Ron Morelli sort en cette fin d’année un album inattendu sur Hospital Productions. Le boss de L.I.E.S nous sert un LP aux contours sombres et chaotiques, collant parfaitement à l’esthétique d’Hospital, label de Dominick Fernow alias Vatican Shadow.  Ce n’est pas la première sortie du producteur sur Hospital. Mais si Spit, sorti en 2013, restait tout de même un disque assez club, A Gathering Together résonne bien différemment. Pour cette sortie, Morelli  atrouvé en Fernow son âme sœur esthétique, distillant une techno noise à la limite de l’ambient, parfois brutale, respirant plus de la froideur de caves souterraines que de l’euphorie du club.

A Gathering Together  n’est pas facile d’accès et déconcertera sans doutes les fans des hymnes techno analogique de L.I.ES. Car ici rien de tout cela. Morelli nous plonge dans un univers anxiogène et complexe. L’atmosphère se fait lourde et pesante dans un chaos sonique plus organisé qu’il n’y parait. En effet, l’album possède une véritable narration, abstraite mais perceptible à l’écoute des 9 morceaux qui le composent. Ron Morelli utilise ici massivement la technique du sampling d’une façon assez peu conventionnelle, et offre un panel sonore abstrait des plus étranges. Les ambiances déconcertent et les structures perdent l’auditeur dans un environnement hostile. Les rythmes déconstruits se font mécaniques et rappellent l’environnement industriel des villes contemporaines.

■ **DONNÉES SOURCES**
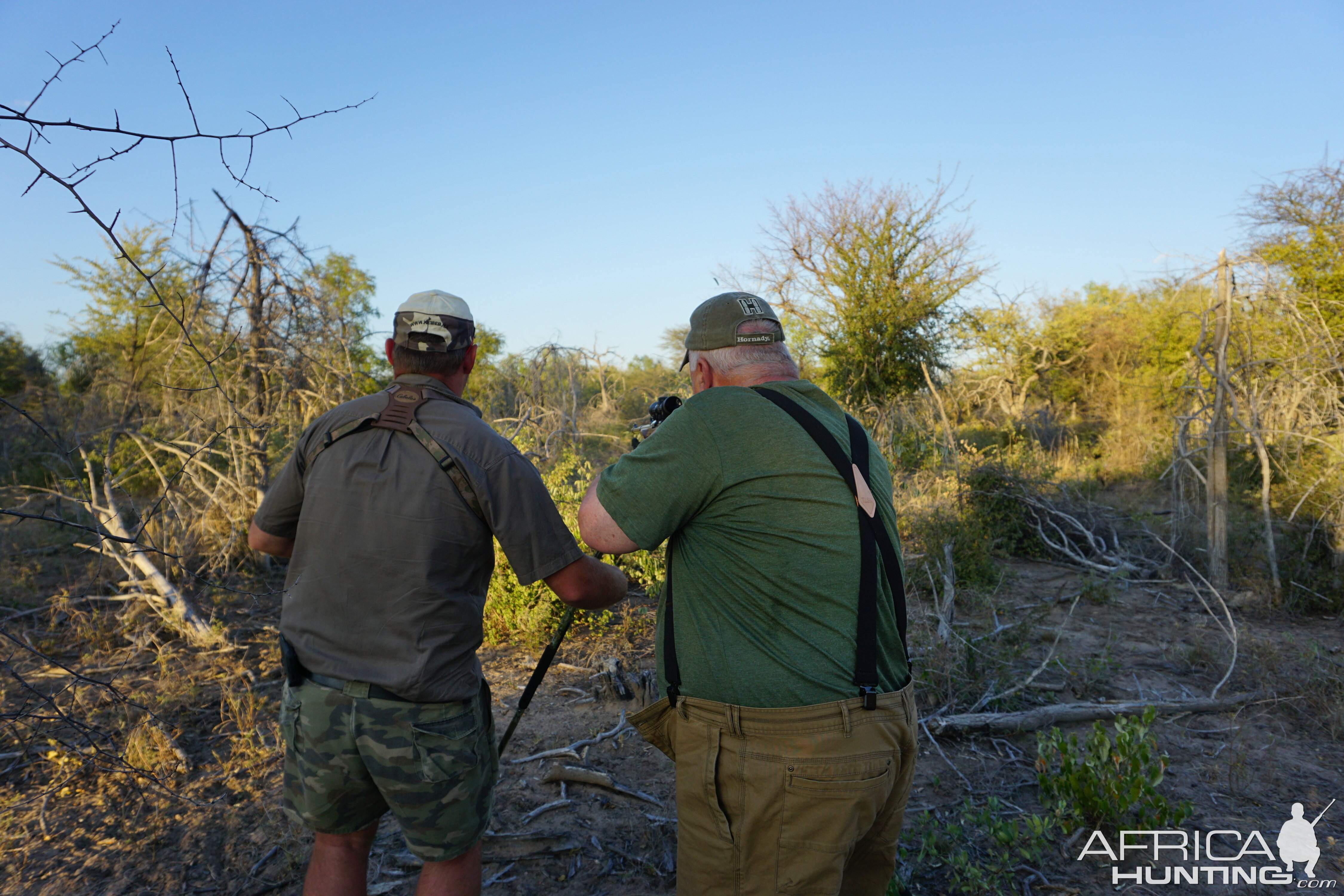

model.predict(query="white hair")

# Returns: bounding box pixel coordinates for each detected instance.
[691,320,798,379]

■ **EXERCICES PROPOSÉS**
(a) Recopiez fidèlement tout ce qui va, dans le texte fourni, de « Ron Morelli sort » jusqu'à « l’euphorie du club. ».
(b) D'après le texte fourni, en quelle année l'album Spit est-il sorti ?
(c) Relevez tous les noms d'artistes, noms réels comme pseudonymes, qui figurent dans le texte fourni.

■ **RÉPONSES FOURNIES**
(a)
Ron Morelli sort en cette fin d’année un album inattendu sur Hospital Productions. Le boss de L.I.E.S nous sert un LP aux contours sombres et chaotiques, collant parfaitement à l’esthétique d’Hospital, label de Dominick Fernow alias Vatican Shadow.  Ce n’est pas la première sortie du producteur sur Hospital. Mais si Spit, sorti en 2013, restait tout de même un disque assez club, A Gathering Together résonne bien différemment. Pour cette sortie, Morelli  atrouvé en Fernow son âme sœur esthétique, distillant une techno noise à la limite de l’ambient, parfois brutale, respirant plus de la froideur de caves souterraines que de l’euphorie du club.

(b) Spit est sorti en 2013.

(c) Ron Morelli, Dominick Fernow, Vatican Shadow